__Kutipan Halaman__:
'''

5.17.2012

PENDIDIKAN GRATIS SEBAGAI ALAT KOMESIALISASI DIBALIK KURSI POLITI


PENDIDIKAN DILEMATIS














PENDIDIKAN GRATIS SEBAGAI ALAT KOMESIALISASI
DIBALIK KURSI POLITIK









unhas.jpg

Pendidikan dilematis merupakan salah satu dari sekian banyak problema yang dihadapi Indonesia saat ini. Di mana satu sisi pendidikan merupakan hak dari setiap warga negara, akan tetapi di sisi lainnya bersekolah tidak diwajibkan oleh negara. Sehingga yang terjadi, pendidikan di negara ini ambruk dan tidak berjalan sesuai dengan konsep awal yang sangat matang.
Berbicara soal hak, tentu saja ada pihak yang seharusnya memfasilitasi sehingga hak itu dapat terjawabkan dengan realisasi yang sesuai. Akan tetapi siapa yang bertanggung jawab akan terkabulnya hak rakyat dalam sektor pendidikan? Siapa lagi kalau bukan pemerintah?
Yang terlihat saat ini, bahwa pemerintah menjabarkan pendidikan adalah sekolah. Cobalah mencermati program WaJar 9 tahun (Wajib Belajar) yang dicanangkan oleh pemerintah. Pada kenyataannya, yang dimaksud adalah “Wajib Sekolah” minimal dari SD sampai SMP. Bila mendengar jawaban itu, terus SMA dan Perguruan Tinggi bagaimana? Apakah ini yang dinamakan pendidikan?  Hanya Sekolah Dasar sampai Sekolah Menengah Pertama yang wajib bersekolah?
Pendidikan sangatlah penting untuk diri manusia, dengan adanya pendidikan, manusia dapat meningkatkan derajatnya baik di dunia maupun di akhirat. Akan tetapi, sadarkah manusia dengan hal tersebut? Terkadang yang terlihat di pinggir jalan, banyak anak-anak yang berjualan koran, mengamen, mengemis dan menghabiskan waktunya untuk mencari uang. Mereka tidak bersekolah dengan alasan biaya yang mahal. Akan tetapi pemerintah sudah mencanangkan program wajib belajar 9 tahun yang bisa mewadahi anak-anak jalanan tersebut, sehingga tidak ada alasan lagi bagi mereka untuk tidak bersekolah. Akan tetapi tidak ada ketegasan yang dilakukan pemerintah, karena kebanyakan dari orang tua mereka, memang lebih menyukai anaknya untuk berkerja ketimbang bersekolah. Sehingga terjadilah kesalahpahaman antara pemerintah dan rakyatnya.

'''

__Data yang Diberikan__:
'''

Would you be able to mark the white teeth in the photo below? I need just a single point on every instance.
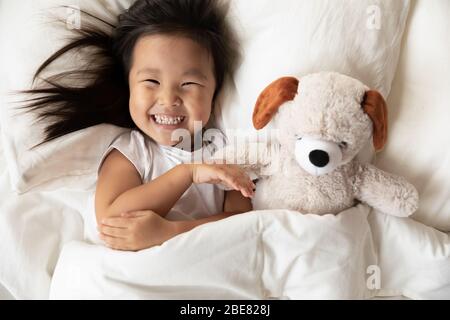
(163, 119)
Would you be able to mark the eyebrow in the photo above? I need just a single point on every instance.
(190, 72)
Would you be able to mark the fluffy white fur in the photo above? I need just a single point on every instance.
(328, 109)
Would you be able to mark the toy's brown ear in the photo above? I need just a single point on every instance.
(272, 97)
(375, 107)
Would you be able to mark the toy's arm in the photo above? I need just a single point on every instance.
(386, 192)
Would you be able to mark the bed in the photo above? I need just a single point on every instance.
(46, 224)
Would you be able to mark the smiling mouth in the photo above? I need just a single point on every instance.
(167, 120)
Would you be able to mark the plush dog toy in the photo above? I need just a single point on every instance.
(323, 121)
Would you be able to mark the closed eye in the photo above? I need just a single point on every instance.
(153, 81)
(190, 84)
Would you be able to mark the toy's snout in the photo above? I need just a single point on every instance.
(316, 156)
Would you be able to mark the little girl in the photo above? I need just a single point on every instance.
(160, 71)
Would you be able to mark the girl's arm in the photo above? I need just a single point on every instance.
(120, 188)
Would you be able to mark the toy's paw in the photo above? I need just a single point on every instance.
(406, 200)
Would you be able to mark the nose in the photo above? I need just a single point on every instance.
(319, 158)
(169, 98)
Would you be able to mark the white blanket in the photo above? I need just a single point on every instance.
(268, 254)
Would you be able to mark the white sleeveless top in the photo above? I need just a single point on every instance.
(152, 160)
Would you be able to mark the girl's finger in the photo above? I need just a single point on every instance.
(116, 222)
(114, 243)
(113, 232)
(134, 214)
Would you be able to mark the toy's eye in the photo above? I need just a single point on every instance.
(343, 145)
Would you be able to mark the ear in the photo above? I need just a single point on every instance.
(375, 107)
(272, 97)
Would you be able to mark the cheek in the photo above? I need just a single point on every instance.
(139, 101)
(200, 107)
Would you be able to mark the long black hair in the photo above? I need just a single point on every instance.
(103, 97)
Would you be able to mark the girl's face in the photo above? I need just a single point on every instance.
(172, 85)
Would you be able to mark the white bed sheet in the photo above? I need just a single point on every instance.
(35, 227)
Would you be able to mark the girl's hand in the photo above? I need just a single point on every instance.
(136, 231)
(230, 175)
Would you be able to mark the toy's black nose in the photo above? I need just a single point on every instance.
(319, 158)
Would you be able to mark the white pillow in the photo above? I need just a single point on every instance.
(295, 37)
(418, 145)
(279, 38)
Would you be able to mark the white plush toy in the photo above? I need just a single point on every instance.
(323, 121)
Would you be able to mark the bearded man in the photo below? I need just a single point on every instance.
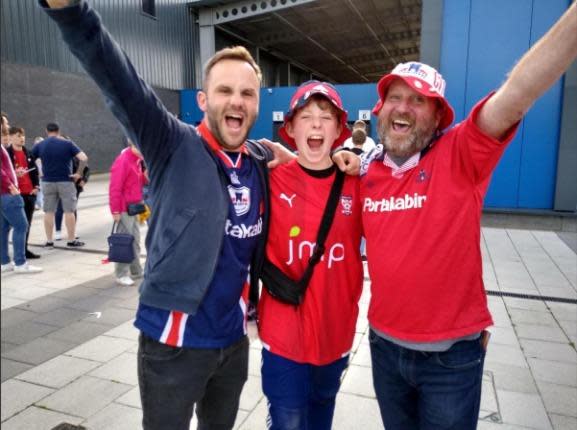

'''

__Tujuan Latihan__:
Kutip dari teks tentang pendidikan dilematis, mulai "Pendidikan sangatlah penting" sampai "pemerintah dan rakyatnya.", tanpa mengubah satu kata pun.

__Hasil Tugas__:
Pendidikan sangatlah penting untuk diri manusia, dengan adanya pendidikan, manusia dapat meningkatkan derajatnya baik di dunia maupun di akhirat. Akan tetapi, sadarkah manusia dengan hal tersebut? Terkadang yang terlihat di pinggir jalan, banyak anak-anak yang berjualan koran, mengamen, mengemis dan menghabiskan waktunya untuk mencari uang. Mereka tidak bersekolah dengan alasan biaya yang mahal. Akan tetapi pemerintah sudah mencanangkan program wajib belajar 9 tahun yang bisa mewadahi anak-anak jalanan tersebut, sehingga tidak ada alasan lagi bagi mereka untuk tidak bersekolah. Akan tetapi tidak ada ketegasan yang dilakukan pemerintah, karena kebanyakan dari orang tua mereka, memang lebih menyukai anaknya untuk berkerja ketimbang bersekolah. Sehingga terjadilah kesalahpahaman antara pemerintah dan rakyatnya.